Things to do:
A - Answer these questions about the baseline section:
(i) What does the text like to start with when building models from scratch?
(ii) What are the three main components of machine learning?
(iii) What do machine learning algorithms focus on adjusting?
B - Rewrite the baseline section between "2 Baseline: gotta" and "learning models are.", inclusive, substituting "refine" for "iterate".

Document segment:
---
2 Baseline: gotta start somewhere

We’ll start simple. So simple you may wonder if it’s AI at all. When building models from scratch, I like to start with the easiest thing possible and iterate. Before we write any code, let’s define what machine learning and machine learning models are.

2.1 What is machine learning?

Machine learning is a field of artificial intelligence focused on algorithms that 1) learn from data and 2) generalize to unseen data. There are three main components to machine learning, data, models, and algorithms. Machine learning models are the things that do the learning and the algorithms direct the models learning. The lines blur at times between models and algorithms and some algorithms only work for some models. At their core, models are functions. They take an input, process them in some way, and return an output. Models have learnable parameters and machine learning algorithms focus on adjusting these parameters to make the model produce better outputs.
---
Information provided:
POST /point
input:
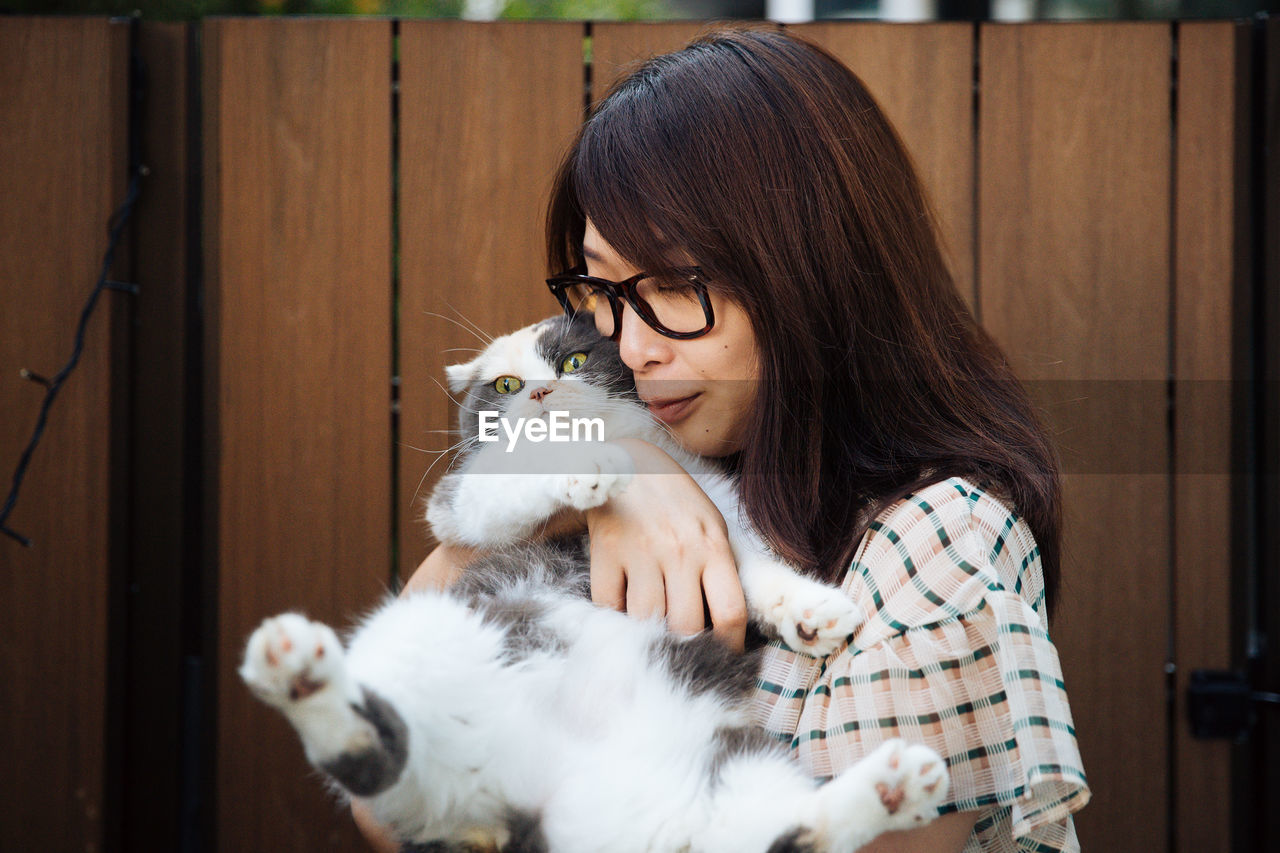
---
The replies:
A -
(i) The easiest thing possible, then iterating.
(ii) Data, models, and algorithms.
(iii) The model's learnable parameters, so that it produces better outputs.

B -
2 Baseline: gotta start somewhere

We’ll start simple. So simple you may wonder if it’s AI at all. When building models from scratch, I like to start with the easiest thing possible and refine. Before we write any code, let’s define what machine learning and machine learning models are.